### Supplied material
================================

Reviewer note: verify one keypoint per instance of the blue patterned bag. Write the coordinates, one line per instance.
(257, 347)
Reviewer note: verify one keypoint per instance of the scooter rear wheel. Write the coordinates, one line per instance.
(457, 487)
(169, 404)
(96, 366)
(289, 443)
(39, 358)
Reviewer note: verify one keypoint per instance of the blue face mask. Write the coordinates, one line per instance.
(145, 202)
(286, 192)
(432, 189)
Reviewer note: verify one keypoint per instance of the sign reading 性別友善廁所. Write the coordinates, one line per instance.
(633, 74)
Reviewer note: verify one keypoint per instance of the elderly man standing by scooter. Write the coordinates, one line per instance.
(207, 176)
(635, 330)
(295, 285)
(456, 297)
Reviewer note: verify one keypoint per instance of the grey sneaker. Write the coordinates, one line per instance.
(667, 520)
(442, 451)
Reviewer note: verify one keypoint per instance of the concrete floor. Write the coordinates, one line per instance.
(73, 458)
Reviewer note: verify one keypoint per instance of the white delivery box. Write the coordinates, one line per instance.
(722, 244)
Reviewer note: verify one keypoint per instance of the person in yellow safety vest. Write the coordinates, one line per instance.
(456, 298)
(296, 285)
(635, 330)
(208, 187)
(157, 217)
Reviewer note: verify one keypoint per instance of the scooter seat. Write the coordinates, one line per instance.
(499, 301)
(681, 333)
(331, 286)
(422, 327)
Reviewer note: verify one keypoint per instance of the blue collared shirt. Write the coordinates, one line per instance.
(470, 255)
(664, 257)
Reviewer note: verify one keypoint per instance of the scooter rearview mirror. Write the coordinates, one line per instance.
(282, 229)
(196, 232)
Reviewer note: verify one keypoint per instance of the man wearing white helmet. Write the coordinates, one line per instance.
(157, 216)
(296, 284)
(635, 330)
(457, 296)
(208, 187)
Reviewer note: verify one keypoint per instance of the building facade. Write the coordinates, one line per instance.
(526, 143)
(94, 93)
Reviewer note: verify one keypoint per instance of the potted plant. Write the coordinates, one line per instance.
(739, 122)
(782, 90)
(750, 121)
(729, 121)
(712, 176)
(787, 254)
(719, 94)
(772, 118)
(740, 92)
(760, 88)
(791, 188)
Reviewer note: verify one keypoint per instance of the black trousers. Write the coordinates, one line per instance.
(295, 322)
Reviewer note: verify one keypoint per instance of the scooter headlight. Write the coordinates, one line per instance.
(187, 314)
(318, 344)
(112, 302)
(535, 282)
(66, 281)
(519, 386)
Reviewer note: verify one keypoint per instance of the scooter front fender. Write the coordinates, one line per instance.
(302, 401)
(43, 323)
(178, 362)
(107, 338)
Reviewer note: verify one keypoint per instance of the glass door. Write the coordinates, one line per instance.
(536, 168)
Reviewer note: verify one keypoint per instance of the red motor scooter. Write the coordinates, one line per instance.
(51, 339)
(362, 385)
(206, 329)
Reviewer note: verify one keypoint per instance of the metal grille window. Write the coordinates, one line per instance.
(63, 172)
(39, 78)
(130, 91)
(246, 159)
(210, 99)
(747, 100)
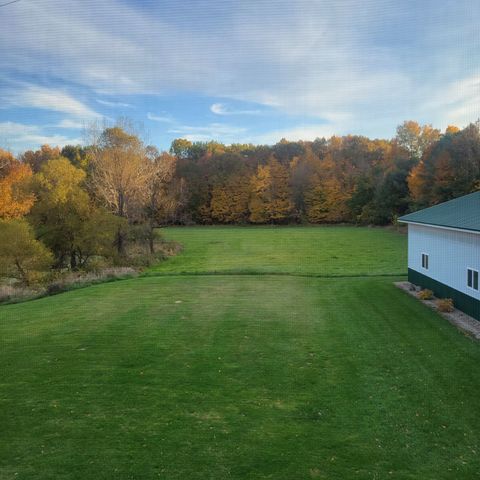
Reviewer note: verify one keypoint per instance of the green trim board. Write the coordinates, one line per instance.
(461, 213)
(465, 303)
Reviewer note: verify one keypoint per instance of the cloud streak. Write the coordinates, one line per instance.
(222, 109)
(34, 96)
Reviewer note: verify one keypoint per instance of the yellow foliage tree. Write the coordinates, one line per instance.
(15, 198)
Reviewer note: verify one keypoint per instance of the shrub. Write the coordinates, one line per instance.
(445, 305)
(21, 255)
(425, 294)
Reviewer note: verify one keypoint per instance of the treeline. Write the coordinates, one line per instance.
(67, 208)
(342, 179)
(79, 207)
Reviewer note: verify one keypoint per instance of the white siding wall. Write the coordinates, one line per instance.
(450, 253)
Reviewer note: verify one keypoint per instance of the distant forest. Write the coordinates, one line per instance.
(350, 179)
(83, 206)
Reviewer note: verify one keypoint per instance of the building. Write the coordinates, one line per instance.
(444, 251)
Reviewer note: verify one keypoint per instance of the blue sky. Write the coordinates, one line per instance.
(235, 71)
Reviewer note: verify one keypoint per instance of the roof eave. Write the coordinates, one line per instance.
(443, 227)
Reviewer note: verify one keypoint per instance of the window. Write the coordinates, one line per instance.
(472, 278)
(425, 261)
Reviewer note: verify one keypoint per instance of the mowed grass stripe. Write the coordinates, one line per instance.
(245, 377)
(313, 250)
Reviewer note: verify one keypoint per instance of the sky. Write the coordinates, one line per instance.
(244, 71)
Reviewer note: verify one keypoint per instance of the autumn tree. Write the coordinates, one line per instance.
(271, 195)
(21, 255)
(160, 196)
(230, 200)
(65, 218)
(415, 138)
(120, 175)
(16, 199)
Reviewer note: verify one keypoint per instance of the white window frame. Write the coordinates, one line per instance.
(473, 270)
(427, 263)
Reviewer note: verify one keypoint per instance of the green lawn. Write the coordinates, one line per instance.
(238, 376)
(323, 251)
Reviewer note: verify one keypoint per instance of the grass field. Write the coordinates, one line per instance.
(239, 376)
(324, 251)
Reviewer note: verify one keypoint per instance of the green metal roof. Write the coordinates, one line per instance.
(462, 213)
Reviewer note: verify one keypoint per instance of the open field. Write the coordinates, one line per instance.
(313, 250)
(240, 376)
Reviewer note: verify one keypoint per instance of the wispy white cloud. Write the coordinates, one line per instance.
(456, 103)
(301, 132)
(109, 103)
(222, 109)
(212, 131)
(355, 63)
(20, 137)
(34, 96)
(160, 118)
(71, 124)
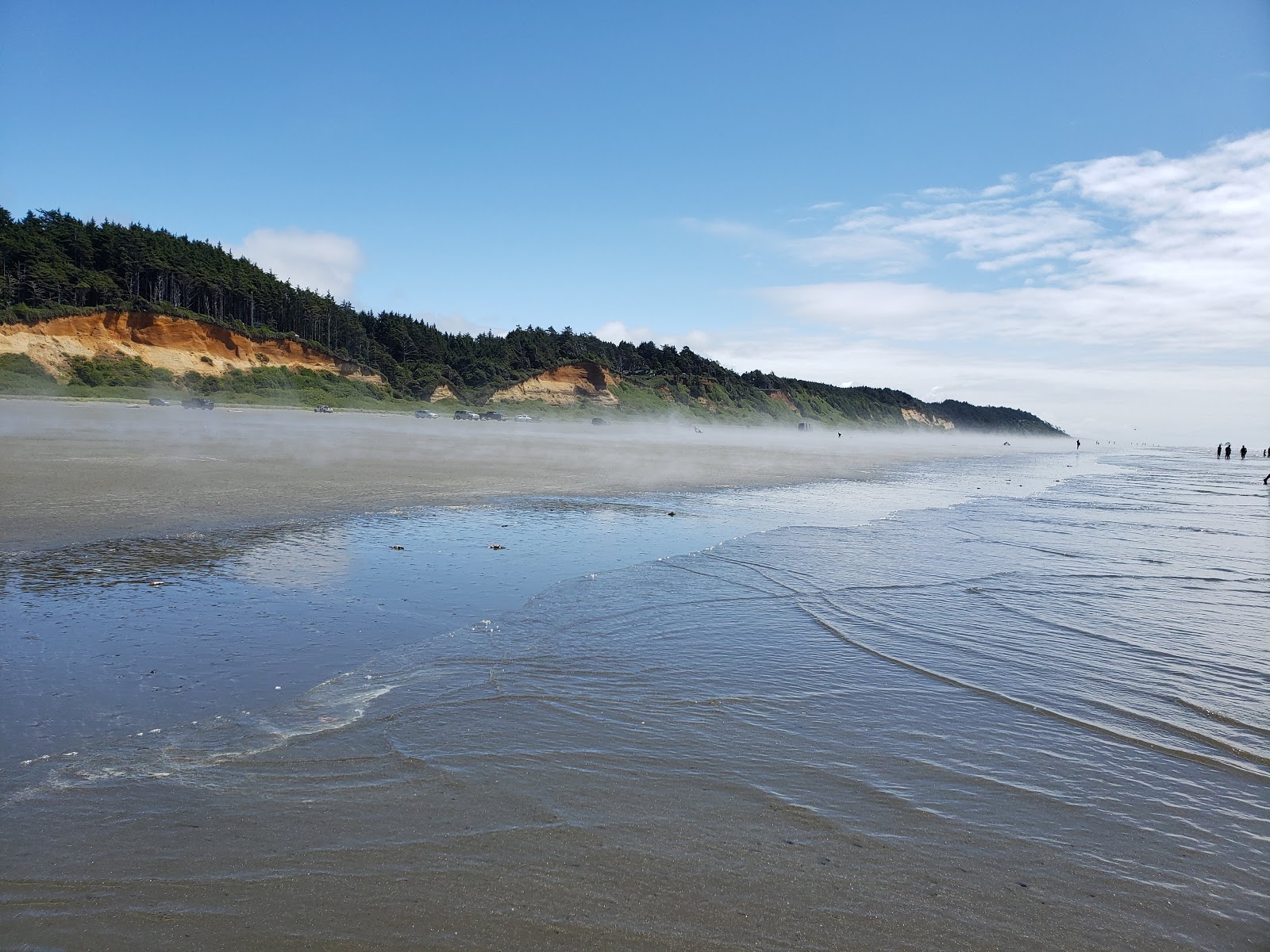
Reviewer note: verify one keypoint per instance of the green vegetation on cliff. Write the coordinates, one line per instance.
(52, 264)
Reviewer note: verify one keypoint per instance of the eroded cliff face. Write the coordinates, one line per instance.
(177, 344)
(571, 384)
(442, 393)
(926, 419)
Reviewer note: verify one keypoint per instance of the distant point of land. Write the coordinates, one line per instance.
(101, 310)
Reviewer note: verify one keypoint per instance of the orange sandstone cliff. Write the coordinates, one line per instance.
(175, 343)
(571, 384)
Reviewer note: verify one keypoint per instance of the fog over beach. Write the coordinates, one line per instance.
(84, 471)
(774, 632)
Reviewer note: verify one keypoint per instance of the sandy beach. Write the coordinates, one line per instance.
(78, 473)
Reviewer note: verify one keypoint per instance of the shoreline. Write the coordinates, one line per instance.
(84, 471)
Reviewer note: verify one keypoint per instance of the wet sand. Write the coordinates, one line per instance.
(74, 473)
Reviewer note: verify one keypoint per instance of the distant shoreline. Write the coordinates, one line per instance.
(86, 471)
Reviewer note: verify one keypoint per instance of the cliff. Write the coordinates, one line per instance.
(175, 344)
(572, 384)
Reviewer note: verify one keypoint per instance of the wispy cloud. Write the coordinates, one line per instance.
(1141, 251)
(1117, 289)
(319, 260)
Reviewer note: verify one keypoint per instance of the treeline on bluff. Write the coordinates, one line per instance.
(54, 264)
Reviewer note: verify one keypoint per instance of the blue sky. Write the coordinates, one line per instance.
(997, 202)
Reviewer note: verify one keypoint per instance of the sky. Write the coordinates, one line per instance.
(1060, 207)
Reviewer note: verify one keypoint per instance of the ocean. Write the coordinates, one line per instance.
(1016, 702)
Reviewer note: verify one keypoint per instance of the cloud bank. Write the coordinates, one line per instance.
(1075, 291)
(319, 260)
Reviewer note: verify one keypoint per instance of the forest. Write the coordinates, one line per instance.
(54, 264)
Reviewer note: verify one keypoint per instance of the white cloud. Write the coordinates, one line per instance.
(1114, 294)
(616, 332)
(319, 260)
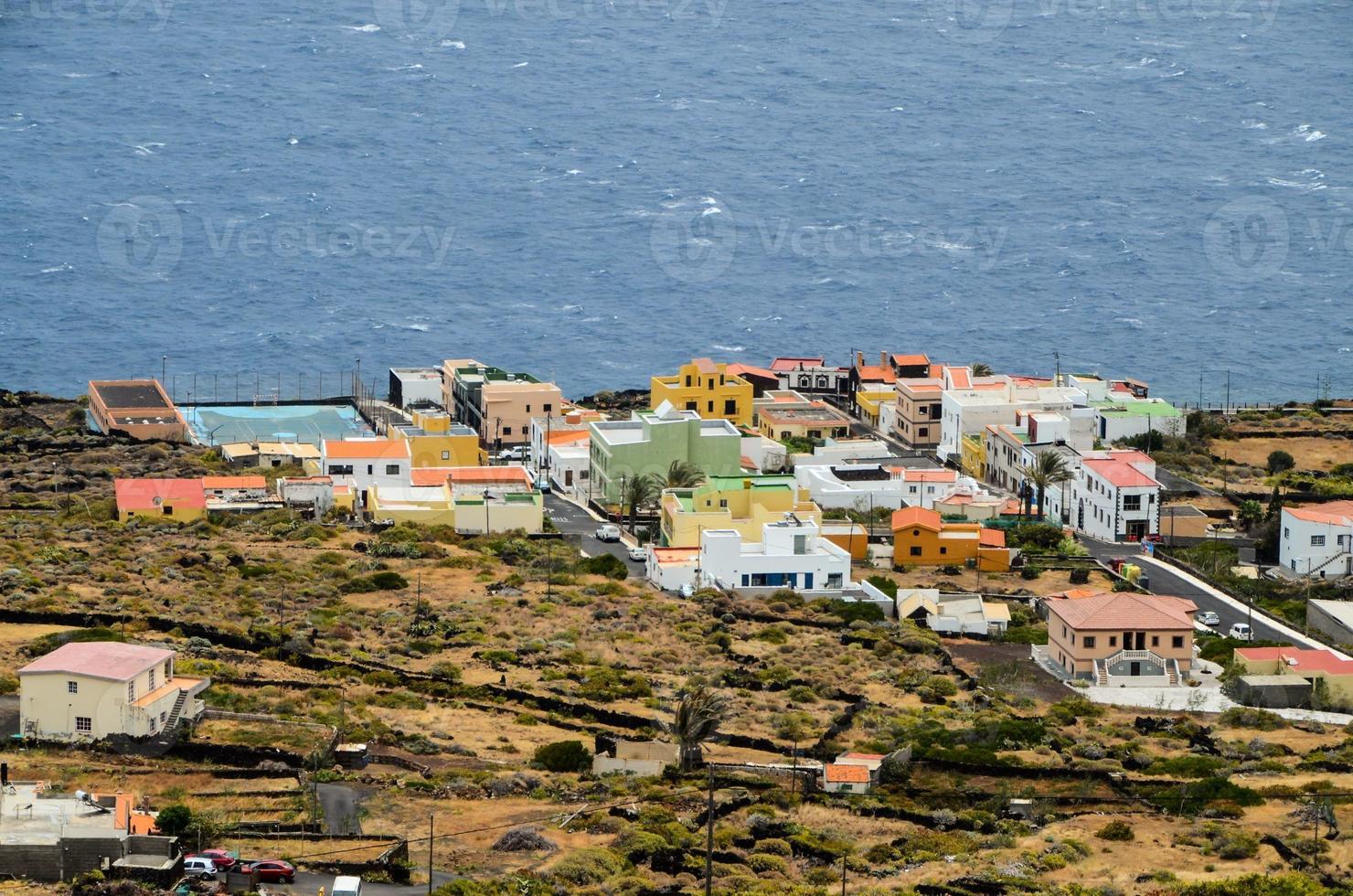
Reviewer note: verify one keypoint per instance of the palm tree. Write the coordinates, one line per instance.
(696, 720)
(637, 493)
(1049, 468)
(682, 474)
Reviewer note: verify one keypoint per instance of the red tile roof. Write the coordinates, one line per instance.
(99, 659)
(1299, 659)
(846, 773)
(146, 495)
(363, 448)
(1124, 609)
(1336, 512)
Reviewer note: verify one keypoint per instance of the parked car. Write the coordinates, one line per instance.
(223, 861)
(199, 867)
(271, 870)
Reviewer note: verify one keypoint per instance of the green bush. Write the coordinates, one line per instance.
(563, 755)
(1116, 830)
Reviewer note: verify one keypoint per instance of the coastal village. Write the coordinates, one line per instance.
(896, 625)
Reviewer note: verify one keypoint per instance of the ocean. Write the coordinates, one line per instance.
(598, 191)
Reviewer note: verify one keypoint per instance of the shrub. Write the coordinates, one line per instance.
(591, 865)
(563, 755)
(1116, 830)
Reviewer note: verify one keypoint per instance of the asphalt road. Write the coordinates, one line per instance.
(572, 520)
(1167, 582)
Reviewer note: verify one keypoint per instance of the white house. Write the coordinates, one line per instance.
(791, 554)
(87, 690)
(1115, 497)
(363, 464)
(1318, 540)
(863, 486)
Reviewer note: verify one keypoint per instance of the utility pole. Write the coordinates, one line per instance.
(709, 834)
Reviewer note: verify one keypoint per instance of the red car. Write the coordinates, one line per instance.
(271, 870)
(223, 861)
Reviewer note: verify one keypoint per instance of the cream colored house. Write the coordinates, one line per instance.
(1119, 637)
(88, 690)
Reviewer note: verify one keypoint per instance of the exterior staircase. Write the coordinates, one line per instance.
(172, 720)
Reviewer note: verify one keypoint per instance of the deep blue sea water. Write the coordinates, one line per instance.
(597, 191)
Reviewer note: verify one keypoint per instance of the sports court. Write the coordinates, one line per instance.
(220, 424)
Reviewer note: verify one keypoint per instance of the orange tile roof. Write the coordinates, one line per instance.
(916, 517)
(1299, 659)
(1124, 609)
(1336, 512)
(846, 773)
(234, 482)
(363, 448)
(487, 474)
(145, 495)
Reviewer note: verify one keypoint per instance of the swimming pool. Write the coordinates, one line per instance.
(220, 424)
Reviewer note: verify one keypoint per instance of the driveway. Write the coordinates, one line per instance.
(574, 520)
(1166, 580)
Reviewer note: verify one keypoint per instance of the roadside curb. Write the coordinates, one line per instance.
(1240, 605)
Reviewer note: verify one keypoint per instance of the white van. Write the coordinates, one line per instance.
(346, 887)
(199, 867)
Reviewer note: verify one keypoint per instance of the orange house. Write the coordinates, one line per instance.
(922, 538)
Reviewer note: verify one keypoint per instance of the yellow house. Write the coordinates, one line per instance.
(160, 499)
(922, 538)
(870, 400)
(434, 440)
(423, 505)
(975, 455)
(707, 389)
(744, 504)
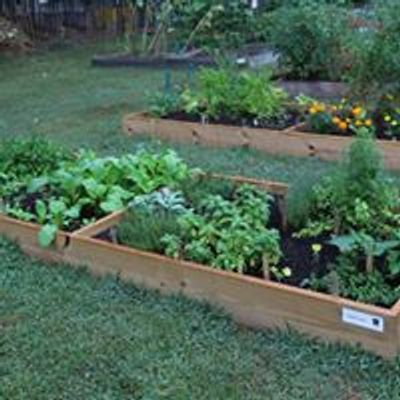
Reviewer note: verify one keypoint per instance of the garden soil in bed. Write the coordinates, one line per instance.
(297, 252)
(280, 123)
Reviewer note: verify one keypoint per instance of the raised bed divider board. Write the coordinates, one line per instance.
(290, 141)
(251, 301)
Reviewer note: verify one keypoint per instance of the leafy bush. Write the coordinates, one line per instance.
(227, 93)
(34, 156)
(375, 53)
(357, 196)
(86, 188)
(309, 36)
(142, 229)
(228, 234)
(198, 187)
(346, 280)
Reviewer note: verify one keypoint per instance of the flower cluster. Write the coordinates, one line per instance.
(390, 116)
(342, 117)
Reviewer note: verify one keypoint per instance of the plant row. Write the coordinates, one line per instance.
(343, 235)
(247, 98)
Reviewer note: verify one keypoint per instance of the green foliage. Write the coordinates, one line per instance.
(348, 281)
(309, 40)
(198, 187)
(227, 234)
(111, 325)
(368, 245)
(163, 200)
(227, 92)
(142, 228)
(83, 189)
(375, 53)
(356, 196)
(27, 157)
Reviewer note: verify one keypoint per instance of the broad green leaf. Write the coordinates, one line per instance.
(47, 235)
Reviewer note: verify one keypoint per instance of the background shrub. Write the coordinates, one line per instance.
(309, 36)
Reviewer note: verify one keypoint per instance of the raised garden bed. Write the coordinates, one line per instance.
(291, 141)
(250, 300)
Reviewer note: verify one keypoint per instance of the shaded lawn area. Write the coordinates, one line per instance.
(65, 335)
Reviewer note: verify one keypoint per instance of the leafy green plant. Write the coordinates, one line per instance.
(369, 246)
(83, 189)
(21, 157)
(308, 39)
(163, 200)
(346, 280)
(228, 93)
(228, 234)
(375, 53)
(357, 196)
(142, 228)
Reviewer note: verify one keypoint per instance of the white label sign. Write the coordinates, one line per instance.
(363, 320)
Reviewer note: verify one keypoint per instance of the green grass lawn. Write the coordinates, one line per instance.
(66, 335)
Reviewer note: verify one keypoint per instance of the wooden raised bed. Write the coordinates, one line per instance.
(251, 301)
(287, 142)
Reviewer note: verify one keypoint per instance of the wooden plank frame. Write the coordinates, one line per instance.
(291, 141)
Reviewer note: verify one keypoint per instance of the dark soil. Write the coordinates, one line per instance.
(281, 122)
(297, 253)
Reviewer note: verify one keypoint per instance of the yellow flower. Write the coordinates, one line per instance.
(312, 110)
(357, 111)
(387, 118)
(316, 248)
(287, 272)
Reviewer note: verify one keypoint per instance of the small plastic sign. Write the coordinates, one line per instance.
(363, 320)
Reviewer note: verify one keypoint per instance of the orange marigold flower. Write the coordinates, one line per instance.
(356, 111)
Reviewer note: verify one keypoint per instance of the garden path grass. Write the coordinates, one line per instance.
(65, 335)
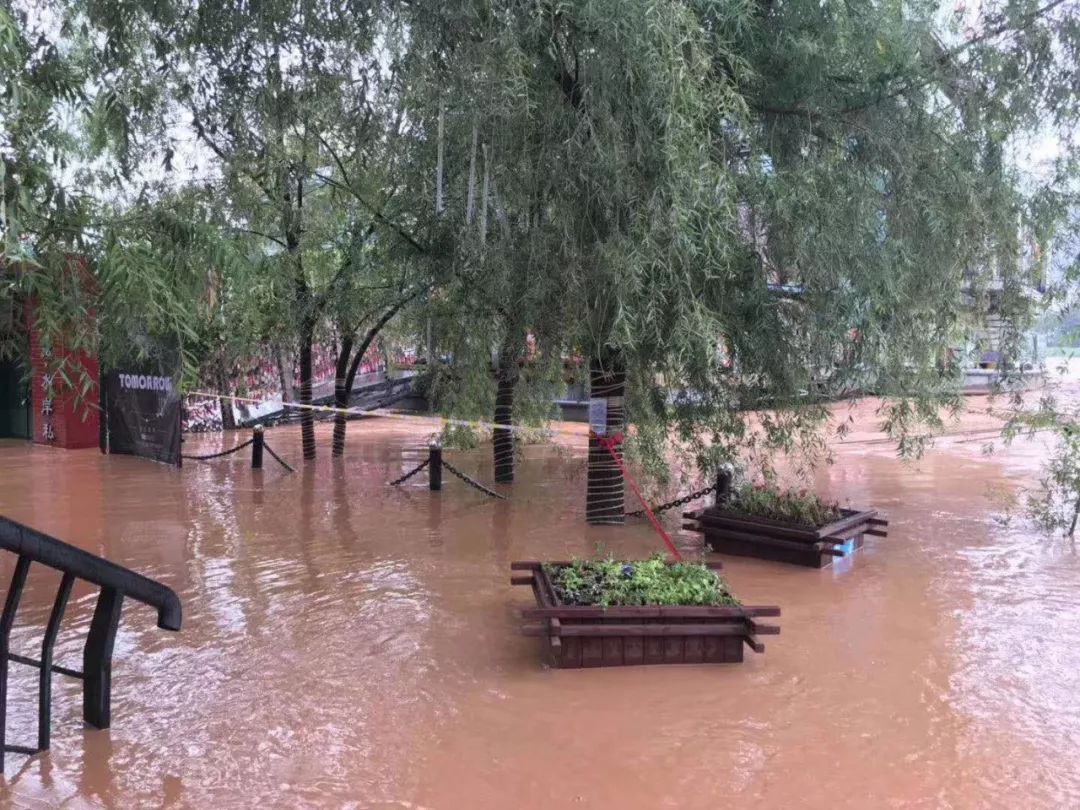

================================

Find every line in the listing that contains the string "soil" and copy each one. Case counts.

Reviewer note: verify one keypoint per instance of the garden soil in bed. Write the coordinates, one line per instance.
Reviewer note: verify one keypoint per instance of the dark soil. Write the coordinates, one line per instance.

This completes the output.